══ RECORDS FOR THIS EXERCISE ══
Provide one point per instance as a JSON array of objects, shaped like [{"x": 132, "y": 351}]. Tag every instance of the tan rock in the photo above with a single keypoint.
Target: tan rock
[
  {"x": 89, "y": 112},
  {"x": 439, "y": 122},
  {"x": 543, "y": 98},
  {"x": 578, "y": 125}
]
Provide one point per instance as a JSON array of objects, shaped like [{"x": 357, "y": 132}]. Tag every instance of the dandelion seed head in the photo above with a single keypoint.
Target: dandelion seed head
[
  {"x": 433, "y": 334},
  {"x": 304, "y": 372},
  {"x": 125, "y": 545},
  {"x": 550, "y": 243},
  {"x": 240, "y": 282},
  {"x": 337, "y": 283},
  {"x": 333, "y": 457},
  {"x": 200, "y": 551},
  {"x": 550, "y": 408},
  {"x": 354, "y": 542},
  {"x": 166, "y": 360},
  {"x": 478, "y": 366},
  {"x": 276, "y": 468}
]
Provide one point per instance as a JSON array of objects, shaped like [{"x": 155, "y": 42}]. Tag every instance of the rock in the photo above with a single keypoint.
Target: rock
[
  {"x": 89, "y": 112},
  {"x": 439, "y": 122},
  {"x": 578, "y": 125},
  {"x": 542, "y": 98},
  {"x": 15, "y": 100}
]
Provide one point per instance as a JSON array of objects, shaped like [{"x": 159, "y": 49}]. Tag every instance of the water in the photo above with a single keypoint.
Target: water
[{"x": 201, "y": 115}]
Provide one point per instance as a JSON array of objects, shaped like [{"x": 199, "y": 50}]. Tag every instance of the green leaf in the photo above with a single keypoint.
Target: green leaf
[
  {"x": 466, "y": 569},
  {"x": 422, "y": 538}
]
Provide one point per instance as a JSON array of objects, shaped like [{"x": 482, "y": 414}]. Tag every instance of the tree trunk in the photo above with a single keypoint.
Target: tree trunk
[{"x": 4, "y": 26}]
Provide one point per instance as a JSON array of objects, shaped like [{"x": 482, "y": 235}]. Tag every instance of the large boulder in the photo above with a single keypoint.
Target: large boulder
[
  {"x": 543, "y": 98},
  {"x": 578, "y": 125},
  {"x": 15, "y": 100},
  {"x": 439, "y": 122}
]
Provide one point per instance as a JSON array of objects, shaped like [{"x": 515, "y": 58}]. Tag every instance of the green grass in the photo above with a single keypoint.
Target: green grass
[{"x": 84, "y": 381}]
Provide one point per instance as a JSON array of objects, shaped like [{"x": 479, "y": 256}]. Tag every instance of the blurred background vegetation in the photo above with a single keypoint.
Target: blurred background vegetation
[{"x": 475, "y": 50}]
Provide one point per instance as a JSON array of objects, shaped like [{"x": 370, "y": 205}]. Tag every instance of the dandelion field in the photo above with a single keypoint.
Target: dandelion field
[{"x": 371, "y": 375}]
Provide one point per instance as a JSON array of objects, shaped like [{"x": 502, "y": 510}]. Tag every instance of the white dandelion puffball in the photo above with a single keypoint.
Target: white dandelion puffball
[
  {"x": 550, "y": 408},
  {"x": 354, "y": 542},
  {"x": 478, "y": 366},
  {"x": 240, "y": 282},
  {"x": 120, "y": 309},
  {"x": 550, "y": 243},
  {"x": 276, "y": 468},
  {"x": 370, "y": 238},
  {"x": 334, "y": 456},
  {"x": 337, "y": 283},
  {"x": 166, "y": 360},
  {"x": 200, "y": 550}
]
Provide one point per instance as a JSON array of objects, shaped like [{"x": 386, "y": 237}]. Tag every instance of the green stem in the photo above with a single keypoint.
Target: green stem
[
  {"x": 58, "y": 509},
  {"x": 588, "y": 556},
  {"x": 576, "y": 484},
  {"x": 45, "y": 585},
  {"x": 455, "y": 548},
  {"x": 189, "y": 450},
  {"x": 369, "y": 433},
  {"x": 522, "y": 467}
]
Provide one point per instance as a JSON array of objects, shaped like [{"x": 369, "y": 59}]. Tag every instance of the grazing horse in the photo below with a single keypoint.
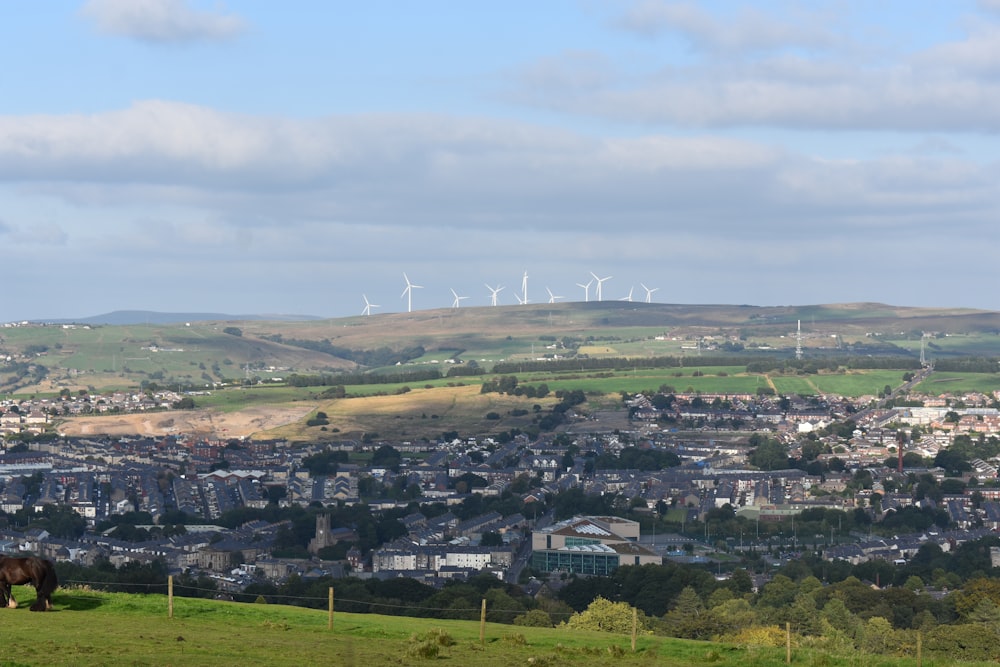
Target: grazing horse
[{"x": 33, "y": 570}]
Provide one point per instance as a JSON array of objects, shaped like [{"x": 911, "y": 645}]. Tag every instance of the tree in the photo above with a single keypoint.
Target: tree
[
  {"x": 770, "y": 455},
  {"x": 607, "y": 616}
]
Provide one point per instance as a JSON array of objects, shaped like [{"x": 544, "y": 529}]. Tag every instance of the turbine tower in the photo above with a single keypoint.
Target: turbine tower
[
  {"x": 368, "y": 306},
  {"x": 493, "y": 294},
  {"x": 600, "y": 283},
  {"x": 456, "y": 303},
  {"x": 408, "y": 293}
]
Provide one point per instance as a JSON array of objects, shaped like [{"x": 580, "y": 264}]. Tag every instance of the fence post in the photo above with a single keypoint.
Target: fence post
[
  {"x": 788, "y": 643},
  {"x": 482, "y": 625},
  {"x": 635, "y": 625}
]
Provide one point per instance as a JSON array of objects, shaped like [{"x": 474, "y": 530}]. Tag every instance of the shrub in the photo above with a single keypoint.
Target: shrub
[
  {"x": 607, "y": 616},
  {"x": 536, "y": 618}
]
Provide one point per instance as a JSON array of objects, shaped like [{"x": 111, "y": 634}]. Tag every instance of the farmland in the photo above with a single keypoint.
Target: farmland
[
  {"x": 90, "y": 627},
  {"x": 242, "y": 366}
]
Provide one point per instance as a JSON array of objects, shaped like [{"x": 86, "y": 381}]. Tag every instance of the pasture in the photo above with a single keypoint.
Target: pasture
[{"x": 96, "y": 628}]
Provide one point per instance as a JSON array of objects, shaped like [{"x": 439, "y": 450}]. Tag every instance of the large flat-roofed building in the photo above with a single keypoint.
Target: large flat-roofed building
[{"x": 595, "y": 545}]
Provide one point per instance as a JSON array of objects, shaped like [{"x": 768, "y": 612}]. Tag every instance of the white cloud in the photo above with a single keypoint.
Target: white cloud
[
  {"x": 161, "y": 20},
  {"x": 748, "y": 30},
  {"x": 208, "y": 180}
]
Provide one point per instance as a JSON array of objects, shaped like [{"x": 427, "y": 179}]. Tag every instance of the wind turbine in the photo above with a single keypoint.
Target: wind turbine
[
  {"x": 493, "y": 296},
  {"x": 455, "y": 303},
  {"x": 408, "y": 293},
  {"x": 368, "y": 306},
  {"x": 600, "y": 283}
]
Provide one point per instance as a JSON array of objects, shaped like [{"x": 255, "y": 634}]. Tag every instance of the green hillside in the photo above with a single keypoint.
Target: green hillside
[
  {"x": 93, "y": 628},
  {"x": 49, "y": 358}
]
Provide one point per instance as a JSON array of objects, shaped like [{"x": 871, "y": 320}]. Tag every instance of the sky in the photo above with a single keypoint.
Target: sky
[{"x": 256, "y": 157}]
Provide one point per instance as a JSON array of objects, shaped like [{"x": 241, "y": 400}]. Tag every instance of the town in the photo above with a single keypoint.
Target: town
[{"x": 736, "y": 474}]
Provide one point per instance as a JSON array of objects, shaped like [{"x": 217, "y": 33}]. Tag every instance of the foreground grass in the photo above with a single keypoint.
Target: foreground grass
[{"x": 94, "y": 628}]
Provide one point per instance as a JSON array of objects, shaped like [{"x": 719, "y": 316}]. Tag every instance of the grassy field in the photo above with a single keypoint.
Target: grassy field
[
  {"x": 121, "y": 357},
  {"x": 91, "y": 628}
]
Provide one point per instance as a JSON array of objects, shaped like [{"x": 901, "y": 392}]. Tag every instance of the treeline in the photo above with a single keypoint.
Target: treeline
[
  {"x": 615, "y": 363},
  {"x": 754, "y": 364},
  {"x": 335, "y": 379},
  {"x": 874, "y": 607},
  {"x": 968, "y": 365},
  {"x": 383, "y": 356},
  {"x": 818, "y": 364}
]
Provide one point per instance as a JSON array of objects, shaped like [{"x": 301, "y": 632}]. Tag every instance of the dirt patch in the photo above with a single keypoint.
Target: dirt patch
[{"x": 252, "y": 422}]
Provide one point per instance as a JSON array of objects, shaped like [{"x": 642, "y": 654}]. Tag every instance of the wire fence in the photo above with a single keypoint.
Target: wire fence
[{"x": 77, "y": 589}]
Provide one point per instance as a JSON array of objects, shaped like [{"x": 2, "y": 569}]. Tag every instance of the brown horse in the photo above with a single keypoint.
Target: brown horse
[{"x": 40, "y": 573}]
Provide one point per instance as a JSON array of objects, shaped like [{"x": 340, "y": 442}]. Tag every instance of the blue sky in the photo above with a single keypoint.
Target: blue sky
[{"x": 262, "y": 157}]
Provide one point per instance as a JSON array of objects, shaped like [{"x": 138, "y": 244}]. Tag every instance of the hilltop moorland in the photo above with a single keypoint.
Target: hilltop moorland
[{"x": 239, "y": 370}]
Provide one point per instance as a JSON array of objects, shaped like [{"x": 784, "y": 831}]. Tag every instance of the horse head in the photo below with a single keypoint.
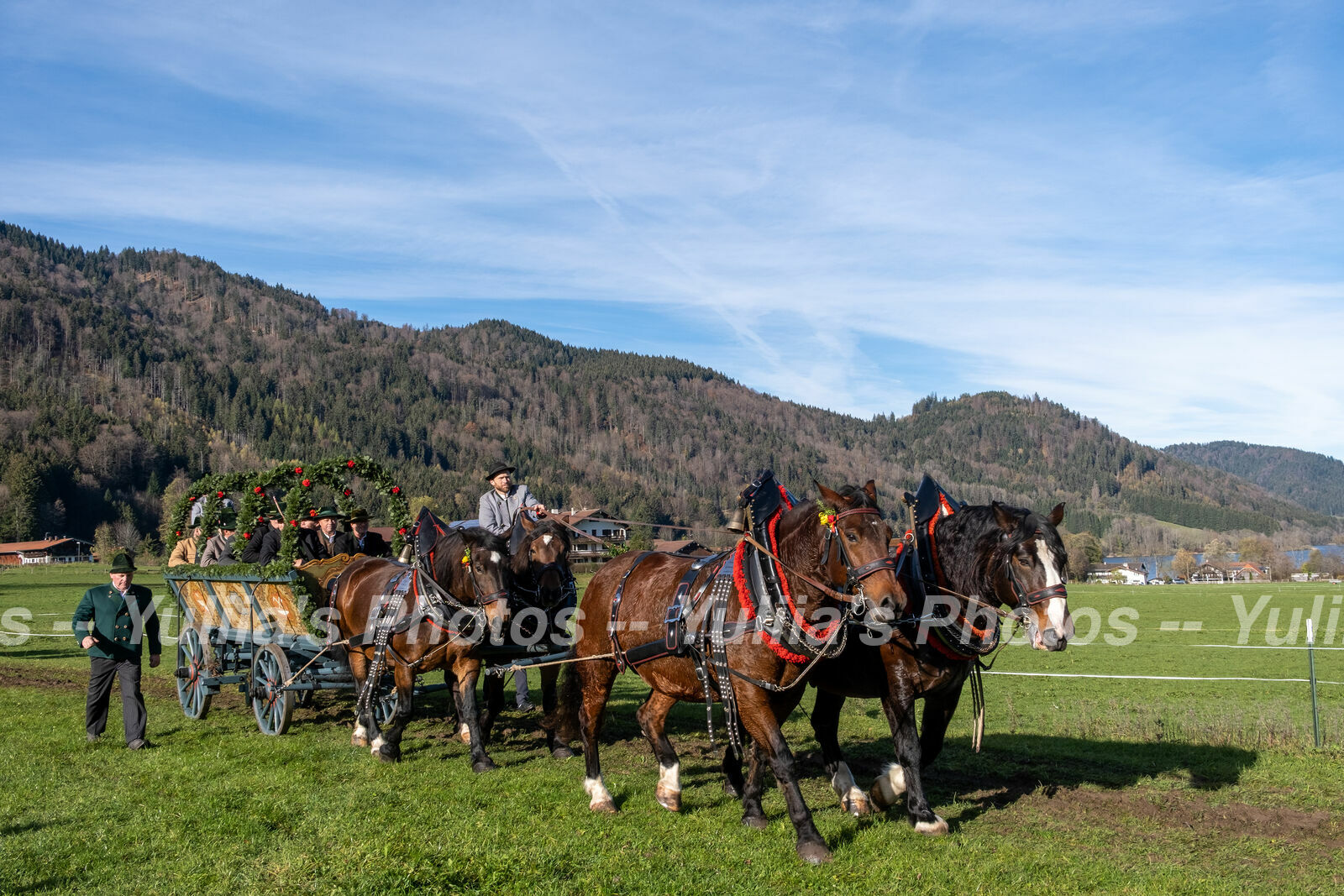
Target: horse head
[
  {"x": 855, "y": 546},
  {"x": 541, "y": 563},
  {"x": 472, "y": 566},
  {"x": 1028, "y": 573}
]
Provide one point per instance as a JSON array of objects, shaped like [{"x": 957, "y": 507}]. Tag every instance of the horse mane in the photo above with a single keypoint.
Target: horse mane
[
  {"x": 519, "y": 562},
  {"x": 972, "y": 571},
  {"x": 448, "y": 551},
  {"x": 801, "y": 544}
]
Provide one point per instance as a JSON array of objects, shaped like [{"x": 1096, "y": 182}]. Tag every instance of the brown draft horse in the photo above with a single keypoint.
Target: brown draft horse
[
  {"x": 996, "y": 553},
  {"x": 430, "y": 631},
  {"x": 543, "y": 580},
  {"x": 648, "y": 590}
]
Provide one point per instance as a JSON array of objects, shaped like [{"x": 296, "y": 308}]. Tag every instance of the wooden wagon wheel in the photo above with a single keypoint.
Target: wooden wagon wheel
[
  {"x": 272, "y": 705},
  {"x": 195, "y": 656}
]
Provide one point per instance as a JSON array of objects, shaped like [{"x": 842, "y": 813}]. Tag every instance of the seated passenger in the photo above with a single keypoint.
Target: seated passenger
[
  {"x": 219, "y": 550},
  {"x": 185, "y": 551},
  {"x": 360, "y": 540}
]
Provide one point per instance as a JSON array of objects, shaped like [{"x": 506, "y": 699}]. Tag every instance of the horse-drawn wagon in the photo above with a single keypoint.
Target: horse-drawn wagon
[{"x": 273, "y": 633}]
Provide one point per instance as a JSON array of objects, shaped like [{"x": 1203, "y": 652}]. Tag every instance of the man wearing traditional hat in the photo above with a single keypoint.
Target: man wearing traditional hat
[
  {"x": 327, "y": 533},
  {"x": 360, "y": 540},
  {"x": 111, "y": 624},
  {"x": 308, "y": 544},
  {"x": 219, "y": 548},
  {"x": 499, "y": 508},
  {"x": 497, "y": 512},
  {"x": 272, "y": 539}
]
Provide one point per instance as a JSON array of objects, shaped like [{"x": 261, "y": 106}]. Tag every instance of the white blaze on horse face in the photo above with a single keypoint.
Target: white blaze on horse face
[{"x": 1057, "y": 609}]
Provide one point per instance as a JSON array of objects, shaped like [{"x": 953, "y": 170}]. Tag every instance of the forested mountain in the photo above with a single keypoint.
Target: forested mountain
[
  {"x": 1312, "y": 479},
  {"x": 125, "y": 369}
]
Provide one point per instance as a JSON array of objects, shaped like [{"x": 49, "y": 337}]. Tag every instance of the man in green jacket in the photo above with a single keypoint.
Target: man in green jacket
[{"x": 111, "y": 624}]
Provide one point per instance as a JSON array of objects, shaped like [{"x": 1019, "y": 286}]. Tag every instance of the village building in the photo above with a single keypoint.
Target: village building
[
  {"x": 1117, "y": 573},
  {"x": 591, "y": 521},
  {"x": 49, "y": 550}
]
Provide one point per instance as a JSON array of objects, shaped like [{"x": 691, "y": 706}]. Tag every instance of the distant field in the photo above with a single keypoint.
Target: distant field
[{"x": 1119, "y": 785}]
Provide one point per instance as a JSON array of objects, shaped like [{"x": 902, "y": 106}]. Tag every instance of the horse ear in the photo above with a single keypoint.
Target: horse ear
[{"x": 832, "y": 499}]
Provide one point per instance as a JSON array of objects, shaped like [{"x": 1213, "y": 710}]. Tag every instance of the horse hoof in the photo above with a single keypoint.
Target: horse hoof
[
  {"x": 669, "y": 799},
  {"x": 813, "y": 852},
  {"x": 932, "y": 828},
  {"x": 857, "y": 805}
]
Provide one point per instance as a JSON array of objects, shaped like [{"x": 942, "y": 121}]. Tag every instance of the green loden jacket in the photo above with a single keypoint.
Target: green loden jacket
[{"x": 116, "y": 629}]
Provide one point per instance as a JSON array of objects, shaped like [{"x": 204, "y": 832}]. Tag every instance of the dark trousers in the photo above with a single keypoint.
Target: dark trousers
[{"x": 100, "y": 692}]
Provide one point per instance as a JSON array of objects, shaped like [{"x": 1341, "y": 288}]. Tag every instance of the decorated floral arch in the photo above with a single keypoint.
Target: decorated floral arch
[{"x": 297, "y": 481}]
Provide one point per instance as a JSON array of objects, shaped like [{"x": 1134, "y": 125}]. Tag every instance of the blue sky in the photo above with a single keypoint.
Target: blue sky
[{"x": 1133, "y": 208}]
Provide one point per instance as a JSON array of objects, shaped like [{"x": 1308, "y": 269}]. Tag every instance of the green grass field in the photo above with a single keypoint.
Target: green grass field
[{"x": 1084, "y": 785}]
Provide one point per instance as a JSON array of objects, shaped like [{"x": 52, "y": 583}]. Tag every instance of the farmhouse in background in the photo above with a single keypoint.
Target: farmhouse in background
[
  {"x": 47, "y": 551},
  {"x": 591, "y": 521},
  {"x": 1119, "y": 573},
  {"x": 1247, "y": 573}
]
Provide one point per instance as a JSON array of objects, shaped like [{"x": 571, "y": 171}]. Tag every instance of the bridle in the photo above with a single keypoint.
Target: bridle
[
  {"x": 853, "y": 575},
  {"x": 1032, "y": 598}
]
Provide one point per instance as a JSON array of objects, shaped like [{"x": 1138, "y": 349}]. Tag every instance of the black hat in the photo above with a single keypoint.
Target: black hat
[{"x": 501, "y": 466}]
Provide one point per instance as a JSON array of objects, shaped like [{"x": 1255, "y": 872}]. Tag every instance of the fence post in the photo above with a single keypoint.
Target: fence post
[{"x": 1310, "y": 671}]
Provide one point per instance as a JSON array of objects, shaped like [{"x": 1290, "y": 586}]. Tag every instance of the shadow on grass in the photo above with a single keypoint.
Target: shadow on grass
[{"x": 1014, "y": 766}]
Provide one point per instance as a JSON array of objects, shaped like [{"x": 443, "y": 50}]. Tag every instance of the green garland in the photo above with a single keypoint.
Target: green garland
[{"x": 297, "y": 481}]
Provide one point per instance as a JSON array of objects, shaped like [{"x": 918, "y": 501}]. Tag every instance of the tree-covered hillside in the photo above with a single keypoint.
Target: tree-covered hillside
[
  {"x": 125, "y": 369},
  {"x": 1312, "y": 479}
]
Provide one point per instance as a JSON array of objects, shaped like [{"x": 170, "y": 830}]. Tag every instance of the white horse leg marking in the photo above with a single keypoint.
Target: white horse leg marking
[
  {"x": 853, "y": 799},
  {"x": 932, "y": 828},
  {"x": 600, "y": 799},
  {"x": 669, "y": 786},
  {"x": 889, "y": 786}
]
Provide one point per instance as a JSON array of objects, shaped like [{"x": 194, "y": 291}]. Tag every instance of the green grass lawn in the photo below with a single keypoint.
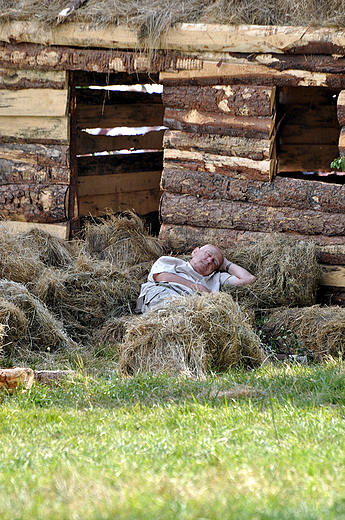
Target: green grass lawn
[{"x": 264, "y": 444}]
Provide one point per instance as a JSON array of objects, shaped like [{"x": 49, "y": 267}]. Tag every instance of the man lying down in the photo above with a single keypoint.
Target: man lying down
[{"x": 207, "y": 272}]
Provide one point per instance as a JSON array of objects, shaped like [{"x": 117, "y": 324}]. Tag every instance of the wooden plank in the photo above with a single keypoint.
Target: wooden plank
[
  {"x": 229, "y": 166},
  {"x": 17, "y": 79},
  {"x": 235, "y": 99},
  {"x": 185, "y": 37},
  {"x": 121, "y": 183},
  {"x": 87, "y": 143},
  {"x": 333, "y": 276},
  {"x": 34, "y": 102},
  {"x": 255, "y": 149},
  {"x": 329, "y": 250},
  {"x": 199, "y": 122},
  {"x": 33, "y": 202},
  {"x": 142, "y": 202},
  {"x": 33, "y": 163},
  {"x": 35, "y": 129},
  {"x": 309, "y": 157},
  {"x": 194, "y": 211},
  {"x": 60, "y": 230},
  {"x": 293, "y": 193},
  {"x": 119, "y": 115},
  {"x": 120, "y": 163}
]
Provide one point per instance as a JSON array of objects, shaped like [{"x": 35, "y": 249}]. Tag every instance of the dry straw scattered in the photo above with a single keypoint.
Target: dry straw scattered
[{"x": 189, "y": 335}]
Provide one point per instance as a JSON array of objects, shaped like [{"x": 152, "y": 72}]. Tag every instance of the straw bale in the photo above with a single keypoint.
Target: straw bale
[
  {"x": 190, "y": 334},
  {"x": 27, "y": 321},
  {"x": 318, "y": 330},
  {"x": 122, "y": 240},
  {"x": 286, "y": 270}
]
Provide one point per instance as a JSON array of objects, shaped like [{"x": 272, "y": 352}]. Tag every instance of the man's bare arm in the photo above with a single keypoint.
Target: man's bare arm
[
  {"x": 241, "y": 275},
  {"x": 175, "y": 278}
]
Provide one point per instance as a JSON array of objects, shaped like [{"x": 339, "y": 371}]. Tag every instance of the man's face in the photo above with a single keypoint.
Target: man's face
[{"x": 206, "y": 259}]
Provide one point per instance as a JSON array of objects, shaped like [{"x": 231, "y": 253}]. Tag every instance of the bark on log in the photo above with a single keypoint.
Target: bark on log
[
  {"x": 33, "y": 203},
  {"x": 233, "y": 99},
  {"x": 238, "y": 167},
  {"x": 16, "y": 378},
  {"x": 210, "y": 122},
  {"x": 255, "y": 149},
  {"x": 33, "y": 163},
  {"x": 294, "y": 193},
  {"x": 189, "y": 210},
  {"x": 329, "y": 250}
]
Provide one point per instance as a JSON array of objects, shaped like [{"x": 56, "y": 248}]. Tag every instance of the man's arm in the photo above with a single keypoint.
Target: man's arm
[
  {"x": 175, "y": 278},
  {"x": 239, "y": 275}
]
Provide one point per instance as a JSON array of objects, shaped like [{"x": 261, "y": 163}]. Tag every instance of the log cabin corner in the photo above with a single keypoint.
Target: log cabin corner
[{"x": 236, "y": 139}]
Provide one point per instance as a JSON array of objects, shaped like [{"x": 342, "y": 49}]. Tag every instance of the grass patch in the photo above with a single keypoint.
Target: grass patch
[{"x": 261, "y": 444}]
═══
EXERCISE AIM:
Quote verbatim the line containing "the log cabin" and every line after it through the end of the records above.

FULL ANSWER:
Provide one point per instance as a JSON array of objects, shaped like [{"x": 261, "y": 163}]. Tag every instance of the log cabin corner in the photo above with a single keypoint.
Target: log cabin corner
[{"x": 236, "y": 139}]
Provide one point per instance as a JSON array of objects, shaped like [{"x": 342, "y": 49}]. Tag every instance of the grass patch in the photo above with a single keypoint.
Target: grass patch
[{"x": 261, "y": 444}]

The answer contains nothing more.